==== Task inputs ====

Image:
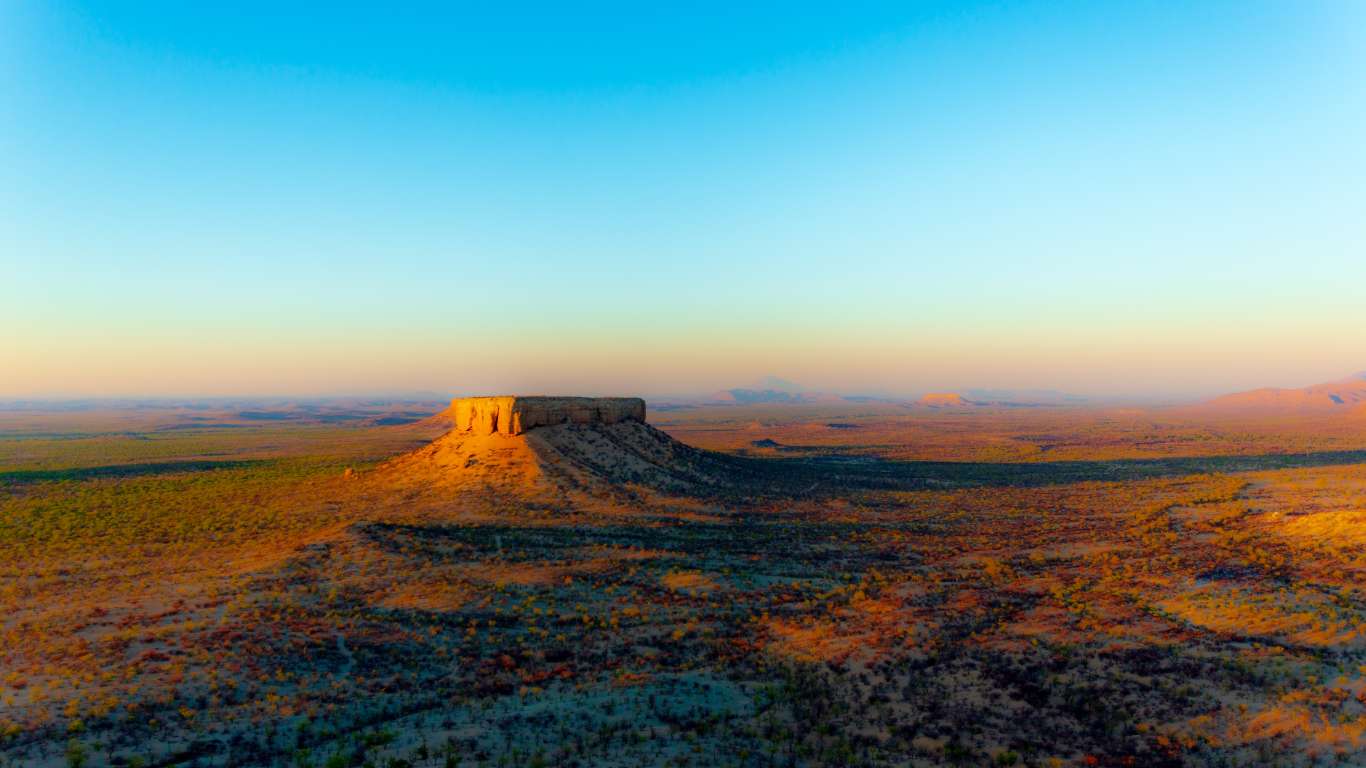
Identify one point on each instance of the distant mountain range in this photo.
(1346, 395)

====
==== Task inputs ====

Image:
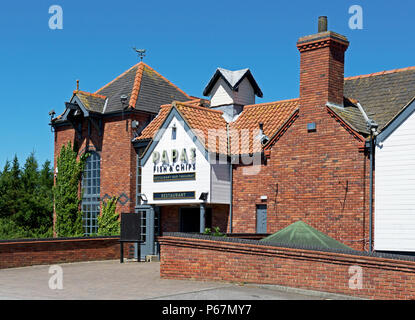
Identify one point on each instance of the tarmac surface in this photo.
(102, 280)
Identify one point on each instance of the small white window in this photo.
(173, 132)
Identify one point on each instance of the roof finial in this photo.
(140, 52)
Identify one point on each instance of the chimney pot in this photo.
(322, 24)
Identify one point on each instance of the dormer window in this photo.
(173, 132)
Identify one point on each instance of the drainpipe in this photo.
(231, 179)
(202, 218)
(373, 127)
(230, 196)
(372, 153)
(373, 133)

====
==== Task inputs ====

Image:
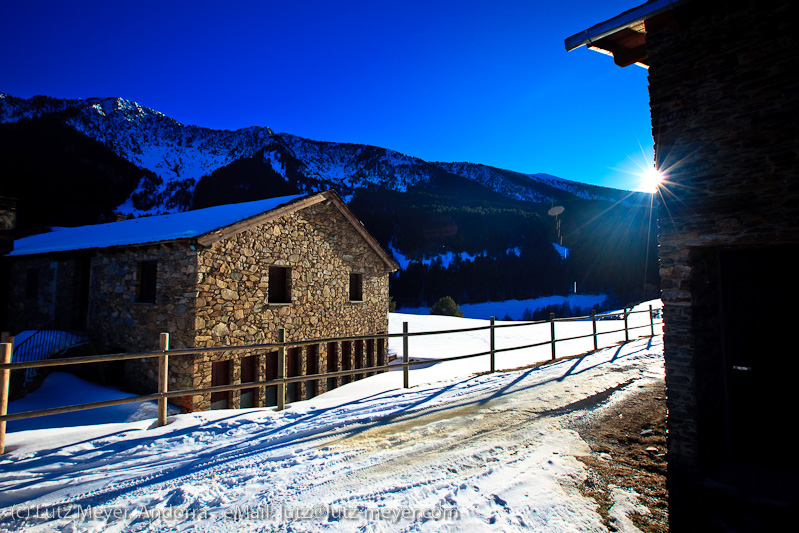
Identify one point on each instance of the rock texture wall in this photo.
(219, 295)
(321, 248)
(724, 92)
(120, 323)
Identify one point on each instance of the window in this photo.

====

#### Written instruction:
Pull out every line of the records above that contains the word "point", and copy each one in full. Case counts.

#### Output for this task:
Identify one point on each instance of the distant mountain range in this photo.
Identify one point on each instance of the tarmac surface in this photo.
Identify one point on each instance of the small white window in this photo.
Identify one point on each instance of the roof finial in this photo.
Identify one point on each instance of the chimney pot in this photo.
Identify one point on each instance of the dormer window in this photo.
Identify one point on each instance of the drainpipe in this photo.
Identify one point on each instance of the rock texture wall in this photo.
Identify one point on each instance of the window in this photo.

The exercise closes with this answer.